AUFGABE 1: Zitiere aus dem Text zur Beschäftigung von Menschen mit Behinderungen die Stelle zwischen „Im zweiten Staatenprüfverfahren“ und „privaten Sektor durchzusetzen.“, beide einschließlich.
##### VORGEGEBENER TEXT
Im zweiten Staatenprüfverfahren sieht der Fachausschuss die von der Bundesregierung im Staatenbericht 2019 postulierte positive Entwicklung auf dem allgemeinen Arbeitsmarkt nicht. In den Abschließenden Bemerkungen 2023 zeigt sich der Ausschuss besorgt über die hohe Arbeitslosigkeit von Menschen mit Behinderungen sowie der hohen Zahl von Menschen mit Behinderungen in geschützten Werkstätten und deren niedrige Übergangsquote auf den offenen Arbeitsmarkt.

Der Ausschuss empfiehlt, unter aktiver Beteiligung von Organisationen von Menschen mit Behinderungen einen Aktionsplan zur Förderung des Übergangs von Menschen mit Behinderungen in geschützten Werkstätten auf den offenen Arbeitsmarkt in allen Bundesländern zu entwickeln und die Beschäftigungsquoten für Menschen mit Behinderungen sowohl im öffentlichen als auch im privaten Sektor durchzusetzen.
##########
##### AUSZÜGE DER LISTE
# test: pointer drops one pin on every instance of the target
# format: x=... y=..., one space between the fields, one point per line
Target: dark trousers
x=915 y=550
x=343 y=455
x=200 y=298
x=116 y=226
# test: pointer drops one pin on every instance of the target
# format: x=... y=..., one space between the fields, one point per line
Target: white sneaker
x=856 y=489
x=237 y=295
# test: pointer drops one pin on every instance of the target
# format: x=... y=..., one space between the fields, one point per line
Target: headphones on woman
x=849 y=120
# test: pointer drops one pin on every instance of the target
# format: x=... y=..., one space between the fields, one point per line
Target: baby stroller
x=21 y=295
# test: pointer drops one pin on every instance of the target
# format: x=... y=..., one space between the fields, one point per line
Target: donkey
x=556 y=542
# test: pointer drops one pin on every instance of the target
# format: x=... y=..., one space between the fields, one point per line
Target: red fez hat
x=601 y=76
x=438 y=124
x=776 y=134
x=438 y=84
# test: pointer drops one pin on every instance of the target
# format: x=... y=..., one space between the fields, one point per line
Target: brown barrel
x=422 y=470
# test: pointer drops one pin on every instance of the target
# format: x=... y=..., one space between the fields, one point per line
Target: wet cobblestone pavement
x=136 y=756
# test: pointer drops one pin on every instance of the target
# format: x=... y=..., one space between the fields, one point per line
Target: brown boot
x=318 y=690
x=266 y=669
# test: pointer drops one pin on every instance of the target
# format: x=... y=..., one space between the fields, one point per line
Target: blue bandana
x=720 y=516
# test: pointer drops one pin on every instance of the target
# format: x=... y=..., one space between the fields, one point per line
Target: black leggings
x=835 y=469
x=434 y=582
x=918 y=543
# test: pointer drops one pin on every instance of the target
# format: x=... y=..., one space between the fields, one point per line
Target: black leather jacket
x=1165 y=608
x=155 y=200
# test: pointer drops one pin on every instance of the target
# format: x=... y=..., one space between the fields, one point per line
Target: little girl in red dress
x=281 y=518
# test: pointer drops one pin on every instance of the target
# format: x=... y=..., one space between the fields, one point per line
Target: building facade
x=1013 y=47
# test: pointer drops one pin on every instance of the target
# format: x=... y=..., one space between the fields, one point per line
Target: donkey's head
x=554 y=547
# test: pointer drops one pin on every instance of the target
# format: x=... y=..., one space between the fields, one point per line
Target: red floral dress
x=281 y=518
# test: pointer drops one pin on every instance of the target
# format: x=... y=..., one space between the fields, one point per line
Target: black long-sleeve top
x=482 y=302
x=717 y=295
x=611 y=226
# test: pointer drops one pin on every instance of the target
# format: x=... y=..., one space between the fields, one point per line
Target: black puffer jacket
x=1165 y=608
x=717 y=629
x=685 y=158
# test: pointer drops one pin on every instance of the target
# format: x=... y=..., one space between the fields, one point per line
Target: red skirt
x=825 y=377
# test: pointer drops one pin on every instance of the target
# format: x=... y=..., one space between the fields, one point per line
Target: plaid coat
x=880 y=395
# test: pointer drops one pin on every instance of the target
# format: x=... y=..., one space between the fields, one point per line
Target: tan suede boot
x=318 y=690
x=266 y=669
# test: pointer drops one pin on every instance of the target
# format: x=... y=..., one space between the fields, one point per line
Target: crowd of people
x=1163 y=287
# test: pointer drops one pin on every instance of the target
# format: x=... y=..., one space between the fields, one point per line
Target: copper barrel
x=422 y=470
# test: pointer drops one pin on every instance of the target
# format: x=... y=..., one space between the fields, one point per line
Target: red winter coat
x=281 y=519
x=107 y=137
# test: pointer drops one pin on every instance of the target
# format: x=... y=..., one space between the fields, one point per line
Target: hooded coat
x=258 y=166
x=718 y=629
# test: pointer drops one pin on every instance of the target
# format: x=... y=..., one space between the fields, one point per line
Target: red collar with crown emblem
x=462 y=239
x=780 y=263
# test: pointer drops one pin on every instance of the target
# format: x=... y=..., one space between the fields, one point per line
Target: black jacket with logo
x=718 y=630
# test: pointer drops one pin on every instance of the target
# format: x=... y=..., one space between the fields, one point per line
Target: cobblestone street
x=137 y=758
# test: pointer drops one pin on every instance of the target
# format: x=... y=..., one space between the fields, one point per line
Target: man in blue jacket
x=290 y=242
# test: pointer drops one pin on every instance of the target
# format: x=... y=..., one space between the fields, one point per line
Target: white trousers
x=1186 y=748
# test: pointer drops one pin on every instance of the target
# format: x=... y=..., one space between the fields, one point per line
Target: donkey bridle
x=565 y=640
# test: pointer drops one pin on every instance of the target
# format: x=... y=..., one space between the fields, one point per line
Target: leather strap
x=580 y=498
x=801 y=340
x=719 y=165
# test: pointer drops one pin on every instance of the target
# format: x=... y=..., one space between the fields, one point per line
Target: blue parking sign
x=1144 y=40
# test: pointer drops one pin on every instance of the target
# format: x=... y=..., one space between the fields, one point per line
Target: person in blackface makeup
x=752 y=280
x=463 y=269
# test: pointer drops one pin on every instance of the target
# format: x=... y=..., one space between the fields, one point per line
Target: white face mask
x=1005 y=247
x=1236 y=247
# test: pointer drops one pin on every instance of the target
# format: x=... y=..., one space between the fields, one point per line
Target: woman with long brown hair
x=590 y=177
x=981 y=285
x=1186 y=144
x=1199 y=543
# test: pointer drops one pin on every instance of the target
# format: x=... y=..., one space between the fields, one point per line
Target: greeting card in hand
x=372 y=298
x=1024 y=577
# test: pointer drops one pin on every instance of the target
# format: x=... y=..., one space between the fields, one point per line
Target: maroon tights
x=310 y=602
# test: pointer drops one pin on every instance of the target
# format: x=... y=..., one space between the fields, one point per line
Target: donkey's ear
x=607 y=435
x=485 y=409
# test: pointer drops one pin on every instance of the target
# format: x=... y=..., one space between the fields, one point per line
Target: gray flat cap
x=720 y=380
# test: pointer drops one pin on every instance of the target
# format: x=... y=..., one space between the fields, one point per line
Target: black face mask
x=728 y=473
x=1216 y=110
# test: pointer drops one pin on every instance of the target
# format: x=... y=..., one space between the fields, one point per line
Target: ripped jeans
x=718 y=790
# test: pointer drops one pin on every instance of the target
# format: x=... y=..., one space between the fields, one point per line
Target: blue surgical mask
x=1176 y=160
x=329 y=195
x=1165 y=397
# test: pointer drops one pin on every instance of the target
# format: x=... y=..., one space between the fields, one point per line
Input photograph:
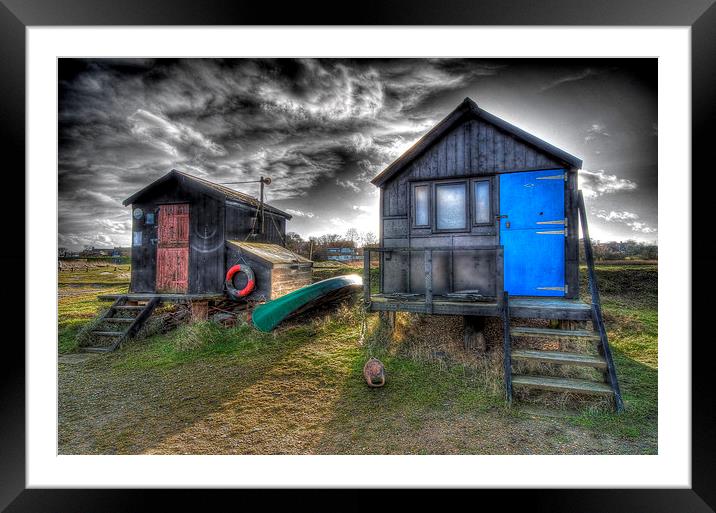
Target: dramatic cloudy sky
x=321 y=129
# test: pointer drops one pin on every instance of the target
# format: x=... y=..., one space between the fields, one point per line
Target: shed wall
x=472 y=148
x=206 y=240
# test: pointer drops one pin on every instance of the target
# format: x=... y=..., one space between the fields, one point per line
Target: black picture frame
x=16 y=15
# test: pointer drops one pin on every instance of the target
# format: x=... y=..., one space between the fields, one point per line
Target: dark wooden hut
x=480 y=218
x=181 y=228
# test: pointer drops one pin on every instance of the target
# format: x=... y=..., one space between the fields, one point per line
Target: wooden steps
x=138 y=316
x=559 y=358
x=533 y=309
x=555 y=384
x=524 y=331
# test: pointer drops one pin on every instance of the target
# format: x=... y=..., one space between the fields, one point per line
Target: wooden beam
x=366 y=275
x=597 y=307
x=429 y=280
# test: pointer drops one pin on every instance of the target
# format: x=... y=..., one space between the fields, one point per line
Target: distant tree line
x=624 y=250
x=317 y=248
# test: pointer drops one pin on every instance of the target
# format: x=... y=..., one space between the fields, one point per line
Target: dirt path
x=286 y=404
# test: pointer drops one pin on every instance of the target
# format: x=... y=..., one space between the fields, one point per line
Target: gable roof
x=469 y=109
x=211 y=188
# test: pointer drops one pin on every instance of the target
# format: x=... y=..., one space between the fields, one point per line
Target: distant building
x=121 y=252
x=91 y=252
x=342 y=254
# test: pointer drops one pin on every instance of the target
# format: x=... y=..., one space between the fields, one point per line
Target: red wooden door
x=173 y=249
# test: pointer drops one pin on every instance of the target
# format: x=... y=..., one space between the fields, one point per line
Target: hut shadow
x=372 y=421
x=103 y=411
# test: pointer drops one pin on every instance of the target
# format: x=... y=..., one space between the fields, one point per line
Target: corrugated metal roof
x=272 y=253
x=220 y=189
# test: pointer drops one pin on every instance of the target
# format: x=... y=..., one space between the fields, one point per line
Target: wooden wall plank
x=490 y=149
x=499 y=140
x=460 y=149
x=482 y=148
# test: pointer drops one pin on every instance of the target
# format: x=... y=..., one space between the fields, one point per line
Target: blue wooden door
x=533 y=232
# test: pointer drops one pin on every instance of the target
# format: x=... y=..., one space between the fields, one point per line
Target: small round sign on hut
x=197 y=241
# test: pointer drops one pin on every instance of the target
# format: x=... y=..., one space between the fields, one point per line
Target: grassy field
x=207 y=389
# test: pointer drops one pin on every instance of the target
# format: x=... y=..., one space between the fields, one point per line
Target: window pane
x=450 y=205
x=421 y=206
x=482 y=202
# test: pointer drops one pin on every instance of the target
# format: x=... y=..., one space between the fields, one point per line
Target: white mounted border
x=670 y=468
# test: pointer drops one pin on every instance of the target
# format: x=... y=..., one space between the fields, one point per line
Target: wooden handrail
x=597 y=305
x=507 y=346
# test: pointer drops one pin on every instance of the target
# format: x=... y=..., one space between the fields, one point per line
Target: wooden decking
x=520 y=307
x=163 y=297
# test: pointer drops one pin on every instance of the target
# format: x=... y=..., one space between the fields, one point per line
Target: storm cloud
x=322 y=128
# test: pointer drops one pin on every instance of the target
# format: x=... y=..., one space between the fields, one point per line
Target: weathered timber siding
x=206 y=240
x=471 y=148
x=262 y=272
x=272 y=281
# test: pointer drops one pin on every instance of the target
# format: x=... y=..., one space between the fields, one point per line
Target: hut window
x=483 y=207
x=451 y=206
x=421 y=197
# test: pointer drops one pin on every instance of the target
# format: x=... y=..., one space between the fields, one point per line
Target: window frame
x=473 y=201
x=413 y=218
x=438 y=183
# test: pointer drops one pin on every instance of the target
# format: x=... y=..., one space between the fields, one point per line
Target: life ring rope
x=251 y=281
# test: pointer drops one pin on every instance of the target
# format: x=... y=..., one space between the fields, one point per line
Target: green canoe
x=269 y=315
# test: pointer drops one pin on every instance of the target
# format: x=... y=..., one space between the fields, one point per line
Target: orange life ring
x=233 y=291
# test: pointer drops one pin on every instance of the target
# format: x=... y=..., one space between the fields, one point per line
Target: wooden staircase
x=602 y=361
x=119 y=323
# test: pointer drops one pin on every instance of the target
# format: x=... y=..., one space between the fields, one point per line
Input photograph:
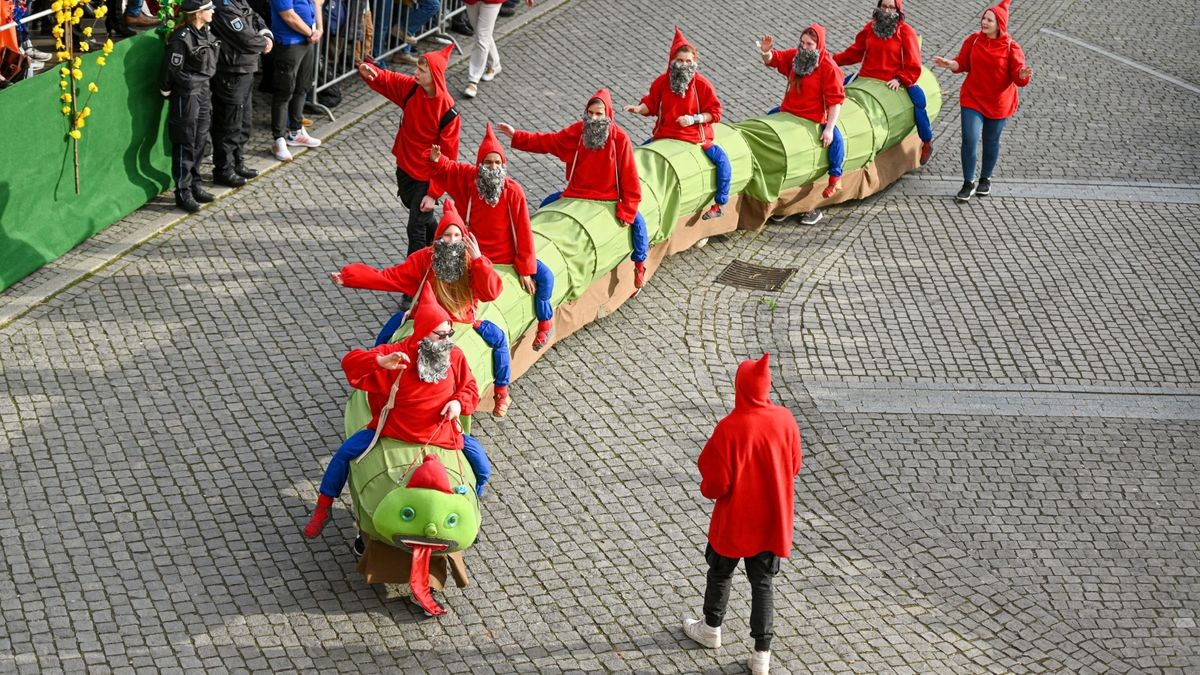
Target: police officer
x=244 y=36
x=189 y=65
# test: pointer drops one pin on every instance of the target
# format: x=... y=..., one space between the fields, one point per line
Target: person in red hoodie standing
x=687 y=107
x=417 y=390
x=815 y=91
x=748 y=466
x=995 y=67
x=498 y=216
x=460 y=276
x=430 y=118
x=889 y=52
x=600 y=166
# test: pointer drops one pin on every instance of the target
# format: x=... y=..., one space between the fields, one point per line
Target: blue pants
x=334 y=481
x=973 y=126
x=639 y=233
x=724 y=172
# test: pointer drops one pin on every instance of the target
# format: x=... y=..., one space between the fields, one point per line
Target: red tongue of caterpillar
x=419 y=577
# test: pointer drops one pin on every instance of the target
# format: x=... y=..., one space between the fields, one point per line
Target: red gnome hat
x=431 y=476
x=490 y=144
x=679 y=42
x=427 y=314
x=1001 y=12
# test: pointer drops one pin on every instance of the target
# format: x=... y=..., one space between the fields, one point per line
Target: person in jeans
x=995 y=67
x=297 y=25
x=748 y=466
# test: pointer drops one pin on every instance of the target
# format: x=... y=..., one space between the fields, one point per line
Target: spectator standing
x=244 y=36
x=297 y=27
x=995 y=67
x=748 y=466
x=187 y=66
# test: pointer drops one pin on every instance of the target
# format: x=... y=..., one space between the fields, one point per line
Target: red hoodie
x=503 y=231
x=897 y=57
x=667 y=106
x=748 y=466
x=423 y=114
x=811 y=95
x=412 y=275
x=991 y=66
x=417 y=414
x=604 y=174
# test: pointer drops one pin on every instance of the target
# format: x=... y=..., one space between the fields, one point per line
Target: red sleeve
x=910 y=52
x=546 y=143
x=1015 y=63
x=403 y=278
x=781 y=60
x=393 y=85
x=364 y=372
x=519 y=217
x=855 y=53
x=468 y=390
x=715 y=473
x=485 y=284
x=630 y=189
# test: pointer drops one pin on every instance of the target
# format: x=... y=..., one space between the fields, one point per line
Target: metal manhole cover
x=755 y=278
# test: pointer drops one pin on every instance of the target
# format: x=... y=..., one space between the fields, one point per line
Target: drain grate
x=755 y=278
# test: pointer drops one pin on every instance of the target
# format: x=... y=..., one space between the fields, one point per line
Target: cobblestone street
x=1000 y=401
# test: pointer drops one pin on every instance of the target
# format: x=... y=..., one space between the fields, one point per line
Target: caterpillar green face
x=444 y=521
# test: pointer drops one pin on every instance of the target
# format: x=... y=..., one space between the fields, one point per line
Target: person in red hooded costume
x=995 y=67
x=417 y=390
x=430 y=118
x=600 y=166
x=460 y=275
x=687 y=106
x=498 y=216
x=815 y=91
x=748 y=466
x=889 y=52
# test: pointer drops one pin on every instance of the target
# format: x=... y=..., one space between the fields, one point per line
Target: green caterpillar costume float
x=775 y=160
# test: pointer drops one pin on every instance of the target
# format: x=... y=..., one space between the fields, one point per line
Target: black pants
x=761 y=572
x=293 y=71
x=187 y=124
x=421 y=225
x=232 y=100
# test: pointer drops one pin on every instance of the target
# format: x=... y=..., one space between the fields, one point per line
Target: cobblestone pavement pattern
x=999 y=400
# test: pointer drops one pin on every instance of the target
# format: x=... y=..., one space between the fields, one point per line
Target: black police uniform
x=244 y=35
x=189 y=65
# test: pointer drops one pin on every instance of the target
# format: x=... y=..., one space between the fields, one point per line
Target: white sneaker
x=280 y=149
x=303 y=138
x=702 y=633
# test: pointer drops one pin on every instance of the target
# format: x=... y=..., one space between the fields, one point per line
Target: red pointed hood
x=1001 y=12
x=679 y=42
x=751 y=384
x=431 y=476
x=438 y=61
x=604 y=97
x=427 y=314
x=449 y=216
x=490 y=144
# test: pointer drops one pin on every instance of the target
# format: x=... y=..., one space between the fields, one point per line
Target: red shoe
x=639 y=275
x=502 y=400
x=545 y=329
x=832 y=187
x=319 y=517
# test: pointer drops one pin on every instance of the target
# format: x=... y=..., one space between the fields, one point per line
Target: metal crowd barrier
x=355 y=29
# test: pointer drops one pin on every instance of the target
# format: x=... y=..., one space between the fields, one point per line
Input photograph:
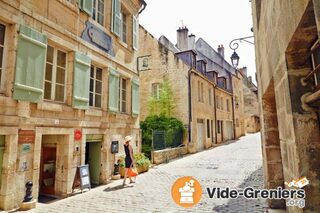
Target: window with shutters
x=156 y=87
x=95 y=89
x=124 y=27
x=98 y=11
x=123 y=95
x=55 y=75
x=2 y=39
##########
AUFGABE 2: Finde in der Liste jede Zeile mit der Zeichenfolge „wall“ und gib diese Zeilen wieder. Groß- und Kleinschreibung zählt.

ÜBUNGSERGEBNIS 1:
Im zweiten Staatenprüfverfahren sieht der Fachausschuss die von der Bundesregierung im Staatenbericht 2019 postulierte positive Entwicklung auf dem allgemeinen Arbeitsmarkt nicht. In den Abschließenden Bemerkungen 2023 zeigt sich der Ausschuss besorgt über die hohe Arbeitslosigkeit von Menschen mit Behinderungen sowie der hohen Zahl von Menschen mit Behinderungen in geschützten Werkstätten und deren niedrige Übergangsquote auf den offenen Arbeitsmarkt.

Der Ausschuss empfiehlt, unter aktiver Beteiligung von Organisationen von Menschen mit Behinderungen einen Aktionsplan zur Förderung des Übergangs von Menschen mit Behinderungen in geschützten Werkstätten auf den offenen Arbeitsmarkt in allen Bundesländern zu entwickeln und die Beschäftigungsquoten für Menschen mit Behinderungen sowohl im öffentlichen als auch im privaten Sektor durchzusetzen.

ÜBUNGSERGEBNIS 2:
Target: shed wall
Target: wooden wall plank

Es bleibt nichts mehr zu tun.